◆ Directions for this task ◆
Repeat precisely the span of lines below that opens with the line containing "Target: distant hill" and closes with the line containing "Would you kindly pick out the man sitting", both included.

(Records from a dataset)
◇ ◇ ◇ ◇ ◇
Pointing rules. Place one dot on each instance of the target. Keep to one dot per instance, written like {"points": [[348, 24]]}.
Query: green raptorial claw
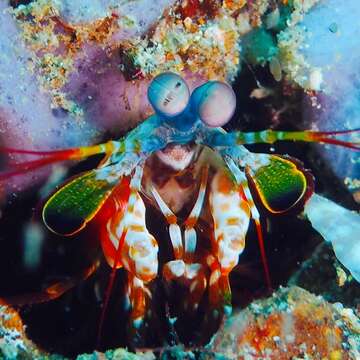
{"points": [[71, 207], [281, 184]]}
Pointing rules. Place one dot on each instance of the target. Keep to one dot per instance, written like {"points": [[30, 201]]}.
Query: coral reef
{"points": [[285, 326], [292, 324], [73, 73]]}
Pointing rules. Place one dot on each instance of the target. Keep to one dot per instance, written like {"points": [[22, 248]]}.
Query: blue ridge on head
{"points": [[168, 94], [214, 103]]}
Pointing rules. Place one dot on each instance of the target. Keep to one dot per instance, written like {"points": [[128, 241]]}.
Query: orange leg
{"points": [[231, 216]]}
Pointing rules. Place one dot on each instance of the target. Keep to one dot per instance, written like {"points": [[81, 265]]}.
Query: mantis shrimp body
{"points": [[178, 155]]}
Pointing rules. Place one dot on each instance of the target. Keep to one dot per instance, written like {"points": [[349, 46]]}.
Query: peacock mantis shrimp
{"points": [[201, 161]]}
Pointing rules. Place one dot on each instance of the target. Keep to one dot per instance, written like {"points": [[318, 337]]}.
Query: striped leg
{"points": [[231, 216], [136, 249], [221, 139]]}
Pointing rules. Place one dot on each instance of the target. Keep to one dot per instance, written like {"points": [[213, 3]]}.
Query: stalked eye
{"points": [[214, 102], [168, 94]]}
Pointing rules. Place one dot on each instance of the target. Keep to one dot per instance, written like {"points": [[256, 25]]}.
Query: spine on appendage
{"points": [[270, 136]]}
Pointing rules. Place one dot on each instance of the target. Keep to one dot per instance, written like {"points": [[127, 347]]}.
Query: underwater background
{"points": [[77, 73]]}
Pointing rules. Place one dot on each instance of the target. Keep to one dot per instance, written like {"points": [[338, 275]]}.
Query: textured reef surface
{"points": [[76, 73]]}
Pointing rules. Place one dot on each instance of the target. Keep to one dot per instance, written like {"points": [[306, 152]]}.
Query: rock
{"points": [[292, 324]]}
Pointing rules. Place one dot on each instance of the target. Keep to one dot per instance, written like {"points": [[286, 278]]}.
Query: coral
{"points": [[287, 326]]}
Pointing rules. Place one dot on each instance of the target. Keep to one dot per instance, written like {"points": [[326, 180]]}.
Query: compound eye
{"points": [[214, 103], [168, 94]]}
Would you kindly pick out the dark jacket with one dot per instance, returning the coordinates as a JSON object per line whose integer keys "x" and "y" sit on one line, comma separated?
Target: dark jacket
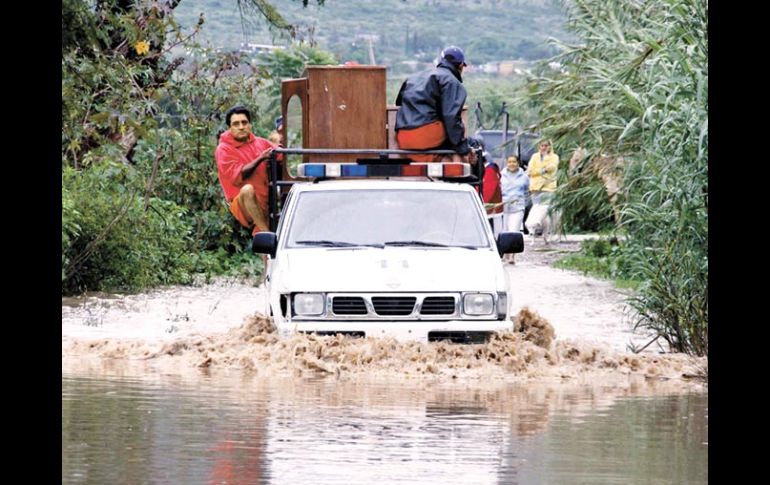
{"x": 435, "y": 94}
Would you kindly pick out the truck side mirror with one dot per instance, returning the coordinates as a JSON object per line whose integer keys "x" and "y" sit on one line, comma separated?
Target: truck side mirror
{"x": 510, "y": 242}
{"x": 265, "y": 243}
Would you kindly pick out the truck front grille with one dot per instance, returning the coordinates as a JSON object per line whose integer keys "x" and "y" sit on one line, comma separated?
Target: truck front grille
{"x": 394, "y": 305}
{"x": 349, "y": 305}
{"x": 438, "y": 305}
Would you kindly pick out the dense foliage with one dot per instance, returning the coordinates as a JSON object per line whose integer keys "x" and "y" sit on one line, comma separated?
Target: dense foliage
{"x": 635, "y": 98}
{"x": 141, "y": 203}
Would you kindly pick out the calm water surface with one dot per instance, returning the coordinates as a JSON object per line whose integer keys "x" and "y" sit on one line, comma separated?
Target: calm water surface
{"x": 233, "y": 428}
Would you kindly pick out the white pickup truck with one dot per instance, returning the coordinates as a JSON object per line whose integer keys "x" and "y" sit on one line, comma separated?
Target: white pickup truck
{"x": 413, "y": 259}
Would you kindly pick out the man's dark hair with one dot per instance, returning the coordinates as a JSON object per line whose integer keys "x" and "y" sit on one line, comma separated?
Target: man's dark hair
{"x": 241, "y": 110}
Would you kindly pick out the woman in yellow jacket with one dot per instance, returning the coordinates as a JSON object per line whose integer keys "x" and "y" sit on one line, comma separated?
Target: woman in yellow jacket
{"x": 542, "y": 183}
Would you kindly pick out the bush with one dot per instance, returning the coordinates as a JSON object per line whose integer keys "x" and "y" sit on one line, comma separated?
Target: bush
{"x": 112, "y": 242}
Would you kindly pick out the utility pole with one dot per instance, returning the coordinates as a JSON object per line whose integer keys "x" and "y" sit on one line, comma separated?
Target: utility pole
{"x": 371, "y": 51}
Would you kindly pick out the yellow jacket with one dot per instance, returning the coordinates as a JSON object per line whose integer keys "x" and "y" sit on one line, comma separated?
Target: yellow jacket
{"x": 542, "y": 173}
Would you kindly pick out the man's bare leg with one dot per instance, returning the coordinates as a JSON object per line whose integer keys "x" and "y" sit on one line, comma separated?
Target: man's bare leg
{"x": 248, "y": 201}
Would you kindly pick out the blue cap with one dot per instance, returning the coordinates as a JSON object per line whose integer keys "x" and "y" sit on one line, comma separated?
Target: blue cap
{"x": 454, "y": 55}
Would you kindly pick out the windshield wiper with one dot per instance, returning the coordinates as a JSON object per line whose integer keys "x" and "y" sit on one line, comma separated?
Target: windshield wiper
{"x": 335, "y": 244}
{"x": 415, "y": 243}
{"x": 426, "y": 244}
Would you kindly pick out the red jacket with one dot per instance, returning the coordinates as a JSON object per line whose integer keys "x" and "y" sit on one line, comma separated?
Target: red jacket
{"x": 492, "y": 192}
{"x": 232, "y": 155}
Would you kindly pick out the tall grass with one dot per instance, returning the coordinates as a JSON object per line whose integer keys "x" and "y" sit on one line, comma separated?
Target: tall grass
{"x": 636, "y": 90}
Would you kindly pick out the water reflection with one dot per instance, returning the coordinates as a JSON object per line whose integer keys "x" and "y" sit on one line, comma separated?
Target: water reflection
{"x": 146, "y": 427}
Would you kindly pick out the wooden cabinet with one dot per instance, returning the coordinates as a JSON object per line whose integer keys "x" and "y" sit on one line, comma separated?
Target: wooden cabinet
{"x": 342, "y": 107}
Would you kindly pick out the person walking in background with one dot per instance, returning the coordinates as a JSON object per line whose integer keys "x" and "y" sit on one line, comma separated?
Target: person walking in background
{"x": 430, "y": 105}
{"x": 242, "y": 173}
{"x": 542, "y": 183}
{"x": 275, "y": 136}
{"x": 492, "y": 193}
{"x": 515, "y": 192}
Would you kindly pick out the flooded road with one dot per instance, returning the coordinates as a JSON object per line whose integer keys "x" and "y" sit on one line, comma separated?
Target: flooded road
{"x": 127, "y": 423}
{"x": 190, "y": 385}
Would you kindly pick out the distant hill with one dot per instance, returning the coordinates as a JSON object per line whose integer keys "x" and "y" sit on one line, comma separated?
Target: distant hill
{"x": 399, "y": 30}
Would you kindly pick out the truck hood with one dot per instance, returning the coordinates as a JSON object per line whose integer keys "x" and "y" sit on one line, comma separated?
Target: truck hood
{"x": 389, "y": 270}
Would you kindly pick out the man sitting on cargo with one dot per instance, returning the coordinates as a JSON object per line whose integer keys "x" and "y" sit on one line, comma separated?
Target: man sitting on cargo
{"x": 430, "y": 110}
{"x": 242, "y": 173}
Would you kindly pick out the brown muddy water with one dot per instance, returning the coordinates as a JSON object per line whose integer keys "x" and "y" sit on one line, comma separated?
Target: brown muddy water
{"x": 189, "y": 385}
{"x": 127, "y": 422}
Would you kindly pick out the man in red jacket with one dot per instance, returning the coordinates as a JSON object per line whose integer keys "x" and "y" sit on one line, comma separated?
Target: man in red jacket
{"x": 242, "y": 172}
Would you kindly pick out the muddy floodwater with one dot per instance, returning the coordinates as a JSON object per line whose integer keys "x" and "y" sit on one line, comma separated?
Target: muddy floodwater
{"x": 191, "y": 385}
{"x": 130, "y": 424}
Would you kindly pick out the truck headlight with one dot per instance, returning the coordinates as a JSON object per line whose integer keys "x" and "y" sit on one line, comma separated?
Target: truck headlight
{"x": 308, "y": 303}
{"x": 478, "y": 304}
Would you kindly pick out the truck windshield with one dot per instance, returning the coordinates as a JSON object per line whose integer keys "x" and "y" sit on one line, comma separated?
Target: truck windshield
{"x": 419, "y": 218}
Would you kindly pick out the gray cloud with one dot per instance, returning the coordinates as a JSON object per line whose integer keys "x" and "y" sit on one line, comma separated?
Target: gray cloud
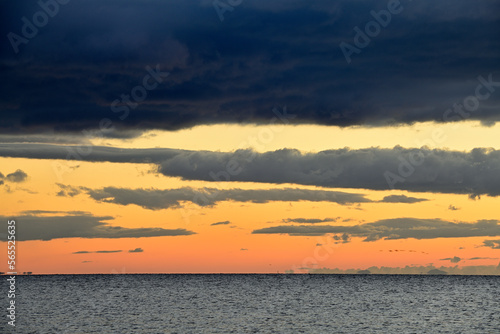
{"x": 474, "y": 173}
{"x": 414, "y": 270}
{"x": 68, "y": 191}
{"x": 308, "y": 220}
{"x": 235, "y": 71}
{"x": 155, "y": 199}
{"x": 393, "y": 229}
{"x": 81, "y": 226}
{"x": 402, "y": 199}
{"x": 495, "y": 244}
{"x": 227, "y": 222}
{"x": 17, "y": 177}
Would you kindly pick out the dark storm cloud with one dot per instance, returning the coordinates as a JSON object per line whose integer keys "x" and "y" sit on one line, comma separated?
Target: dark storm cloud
{"x": 155, "y": 199}
{"x": 264, "y": 54}
{"x": 402, "y": 199}
{"x": 31, "y": 227}
{"x": 394, "y": 229}
{"x": 418, "y": 170}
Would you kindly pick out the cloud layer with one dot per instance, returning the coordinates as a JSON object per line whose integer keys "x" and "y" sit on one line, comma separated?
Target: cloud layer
{"x": 155, "y": 199}
{"x": 262, "y": 55}
{"x": 419, "y": 170}
{"x": 394, "y": 229}
{"x": 29, "y": 227}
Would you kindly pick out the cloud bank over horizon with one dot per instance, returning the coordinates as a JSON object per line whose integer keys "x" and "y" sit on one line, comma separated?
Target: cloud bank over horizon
{"x": 261, "y": 56}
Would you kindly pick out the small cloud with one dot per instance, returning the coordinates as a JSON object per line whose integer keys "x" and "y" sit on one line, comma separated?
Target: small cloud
{"x": 344, "y": 238}
{"x": 494, "y": 244}
{"x": 436, "y": 272}
{"x": 402, "y": 199}
{"x": 454, "y": 259}
{"x": 308, "y": 220}
{"x": 227, "y": 222}
{"x": 17, "y": 176}
{"x": 67, "y": 191}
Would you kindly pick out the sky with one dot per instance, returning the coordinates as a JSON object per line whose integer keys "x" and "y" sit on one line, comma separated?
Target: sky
{"x": 251, "y": 136}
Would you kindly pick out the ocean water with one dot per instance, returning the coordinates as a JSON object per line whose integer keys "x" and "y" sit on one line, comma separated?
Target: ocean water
{"x": 256, "y": 304}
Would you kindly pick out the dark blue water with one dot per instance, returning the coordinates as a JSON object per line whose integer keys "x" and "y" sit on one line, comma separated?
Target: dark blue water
{"x": 256, "y": 304}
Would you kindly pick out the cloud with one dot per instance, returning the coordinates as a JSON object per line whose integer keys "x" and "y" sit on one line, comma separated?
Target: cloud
{"x": 227, "y": 222}
{"x": 45, "y": 228}
{"x": 17, "y": 177}
{"x": 414, "y": 270}
{"x": 494, "y": 244}
{"x": 156, "y": 199}
{"x": 402, "y": 199}
{"x": 67, "y": 191}
{"x": 98, "y": 252}
{"x": 308, "y": 220}
{"x": 236, "y": 71}
{"x": 454, "y": 259}
{"x": 439, "y": 171}
{"x": 394, "y": 229}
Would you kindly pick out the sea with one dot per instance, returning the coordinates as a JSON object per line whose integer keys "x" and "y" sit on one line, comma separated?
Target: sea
{"x": 239, "y": 303}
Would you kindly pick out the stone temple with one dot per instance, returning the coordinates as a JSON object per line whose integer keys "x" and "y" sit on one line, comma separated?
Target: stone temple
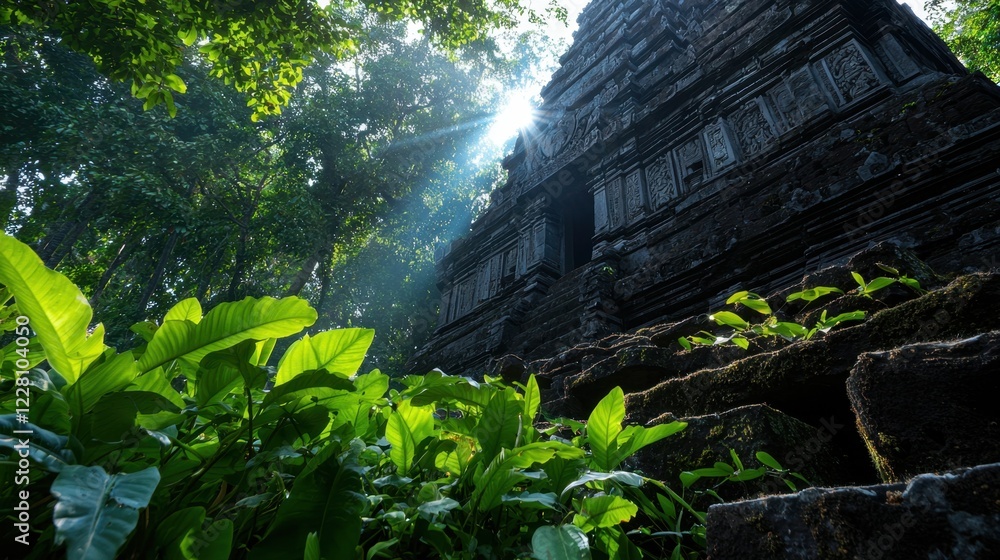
{"x": 688, "y": 149}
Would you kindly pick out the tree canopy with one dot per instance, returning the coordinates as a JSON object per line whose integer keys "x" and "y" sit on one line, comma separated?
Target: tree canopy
{"x": 972, "y": 29}
{"x": 340, "y": 199}
{"x": 261, "y": 48}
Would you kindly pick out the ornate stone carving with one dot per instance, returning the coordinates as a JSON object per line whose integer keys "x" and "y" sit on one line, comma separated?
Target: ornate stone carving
{"x": 720, "y": 150}
{"x": 600, "y": 211}
{"x": 661, "y": 182}
{"x": 808, "y": 97}
{"x": 691, "y": 163}
{"x": 635, "y": 198}
{"x": 616, "y": 210}
{"x": 850, "y": 72}
{"x": 899, "y": 62}
{"x": 753, "y": 131}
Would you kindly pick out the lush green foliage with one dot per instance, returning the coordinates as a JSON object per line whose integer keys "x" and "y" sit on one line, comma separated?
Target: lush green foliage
{"x": 744, "y": 332}
{"x": 972, "y": 29}
{"x": 340, "y": 200}
{"x": 259, "y": 47}
{"x": 224, "y": 456}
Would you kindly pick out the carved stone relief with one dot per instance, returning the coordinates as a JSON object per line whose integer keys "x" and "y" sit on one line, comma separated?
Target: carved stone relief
{"x": 899, "y": 62}
{"x": 808, "y": 97}
{"x": 661, "y": 182}
{"x": 691, "y": 163}
{"x": 616, "y": 210}
{"x": 850, "y": 72}
{"x": 600, "y": 211}
{"x": 720, "y": 149}
{"x": 753, "y": 131}
{"x": 635, "y": 197}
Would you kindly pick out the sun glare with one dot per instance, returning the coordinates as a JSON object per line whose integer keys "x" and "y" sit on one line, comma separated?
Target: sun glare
{"x": 516, "y": 114}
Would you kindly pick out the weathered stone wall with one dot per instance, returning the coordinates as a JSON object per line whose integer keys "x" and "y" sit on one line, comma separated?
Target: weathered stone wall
{"x": 690, "y": 149}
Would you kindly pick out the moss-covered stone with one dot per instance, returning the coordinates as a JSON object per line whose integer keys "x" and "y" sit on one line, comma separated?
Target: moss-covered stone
{"x": 929, "y": 407}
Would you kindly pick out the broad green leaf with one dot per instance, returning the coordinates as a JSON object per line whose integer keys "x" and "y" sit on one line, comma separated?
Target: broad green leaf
{"x": 95, "y": 512}
{"x": 455, "y": 461}
{"x": 215, "y": 542}
{"x": 623, "y": 477}
{"x": 737, "y": 297}
{"x": 174, "y": 82}
{"x": 500, "y": 424}
{"x": 225, "y": 326}
{"x": 460, "y": 391}
{"x": 878, "y": 284}
{"x": 314, "y": 385}
{"x": 560, "y": 542}
{"x": 48, "y": 450}
{"x": 767, "y": 459}
{"x": 532, "y": 400}
{"x": 562, "y": 472}
{"x": 171, "y": 531}
{"x": 436, "y": 508}
{"x": 185, "y": 310}
{"x": 338, "y": 351}
{"x": 507, "y": 470}
{"x": 603, "y": 427}
{"x": 757, "y": 304}
{"x": 59, "y": 313}
{"x": 730, "y": 319}
{"x": 312, "y": 547}
{"x": 407, "y": 427}
{"x": 49, "y": 409}
{"x": 532, "y": 500}
{"x": 114, "y": 374}
{"x": 604, "y": 511}
{"x": 326, "y": 501}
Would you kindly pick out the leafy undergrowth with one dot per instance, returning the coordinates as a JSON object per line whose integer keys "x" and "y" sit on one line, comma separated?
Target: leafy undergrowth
{"x": 190, "y": 446}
◇ ◇ ◇ ◇ ◇
◆ Response to this task ◆
Target: distant hill
{"x": 399, "y": 30}
Would you kindly pick out the truck hood with one dot per instance, returning the coordinates as a JSON object per line whose integer keys "x" and "y" sit on one line, comma separated?
Target: truck hood
{"x": 389, "y": 270}
Would you kindly pick out the man sitting on cargo with one dot per instance, returning the coordinates as a JSON object per line whose integer keys "x" and "y" sit on one line, comma separated?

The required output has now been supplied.